**Ejercicios:**
1. Responde estas preguntas sobre el texto de la casa de Poe:
(a) ¿Cómo imaginaba el autor Baltimore por influencia de la prensa?
(b) ¿En qué ciudad y en qué año nació Poe?
(c) ¿De qué enfermedad murió su madre y en qué ciudad?
2. Continúa, por favor, el texto de la casa de Poe después de su última oración.

**Texto:**
☆ ☆ ☆ ☆ ☆ ☆ ☆
VISITANDO LA CASA DE POE
Rubén López Rodrigué

Cuando visitamos la ciudad portuaria de Baltimore me encontré con una urbe encantadora, muy distinta a la que imaginaba por influencia de la prensa como una guarida de rudos boxeadores. Camino a la Casa y Museo Edgar Allan Poe y al cementerio donde se encuentra su tumba, pasamos por el inmenso estadio de béisbol The Raven (Los cuervos), transitando calles desoladas en las que eventualmente veíamos corrillos de negros.
Al bostoniano marginado ya me lo habían presentado algunos poetas de Medellín, pero esta vez íbamos a visitarlo a su casa donde su espectro debía estar en compañía de un ave agorera. Había nacido en Boston en 1809, por cuanto allí estaba de paso la compañía teatral donde actuaban sus padres David Poe y Elizabeth Arnold. El padre desapareció y la madre murió un año después de tuberculosis en Richmond, de manera que el niño quedó huérfano a los tres años. Una familia de apellido Allan se ocupó de adoptarlo.
☆ ☆ ☆ ☆ ☆ ☆ ☆
**Material extraído:**
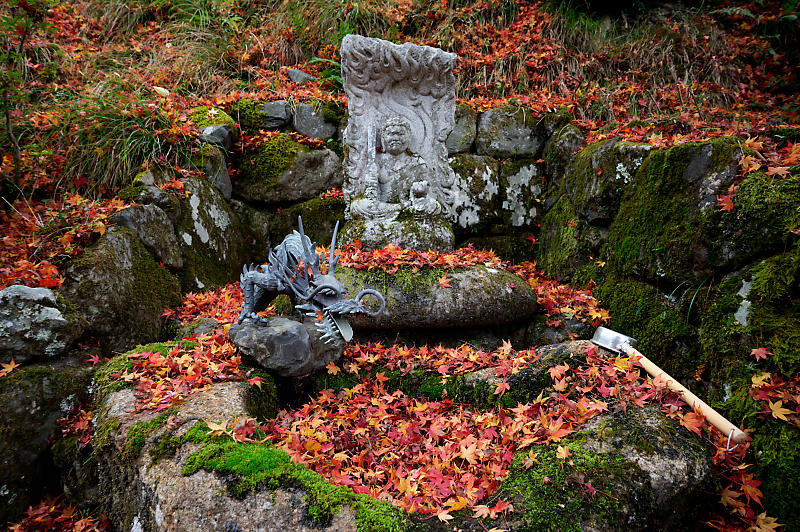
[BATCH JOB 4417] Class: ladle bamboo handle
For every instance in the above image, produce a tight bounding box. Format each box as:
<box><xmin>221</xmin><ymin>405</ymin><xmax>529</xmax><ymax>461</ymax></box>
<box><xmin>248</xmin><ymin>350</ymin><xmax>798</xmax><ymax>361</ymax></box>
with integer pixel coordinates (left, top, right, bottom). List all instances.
<box><xmin>626</xmin><ymin>347</ymin><xmax>747</xmax><ymax>443</ymax></box>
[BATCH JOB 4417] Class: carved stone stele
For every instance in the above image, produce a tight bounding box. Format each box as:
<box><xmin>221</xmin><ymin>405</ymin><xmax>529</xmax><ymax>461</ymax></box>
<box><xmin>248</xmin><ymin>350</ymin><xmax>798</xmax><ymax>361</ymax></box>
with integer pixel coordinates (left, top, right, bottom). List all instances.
<box><xmin>341</xmin><ymin>35</ymin><xmax>456</xmax><ymax>249</ymax></box>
☆ ☆ ☆ ☆ ☆ ☆ ☆
**Resultados:**
1.
(a) Como una guarida de rudos boxeadores.
(b) En Boston, en 1809.
(c) De tuberculosis, en Richmond.

2.
Era octubre. En una esquina estaba la casa museo, que abrió puertas en 1949, compuesta de dos pisos, un sótano y una buhardilla. En frente de ella una patrulla con dos policías parecía a la expectativa de lo que pudiera suceder. La acera y la calle estaban salpicadas de hojas amarillentas, un indicio del otoño. Estacionamos el carro a unos cuantos metros detrás de la patrulla. La fachada de la casa era de ladrillo rojo, tres ventanas cerradas y una puerta blanca a la que se entraba por una escala de tres peldaños cuyo verde hacía juego con el matiz de las ventanas. Tenía un sótano con respiradero no abierto al público. En el techo de madera rojiza, a dos aguas y con buena inclinación, sobresalía la buhardilla, blanca como el papel, con una ventana de vidrio. A un costado de la fachada, más cerca de la esquina que de la entrada, una especie de retablo exhibía una inscripción en inglés que decía «Casa Edgar Allan Poe»; una leyenda rodeaba la foto del escritor norteamericano.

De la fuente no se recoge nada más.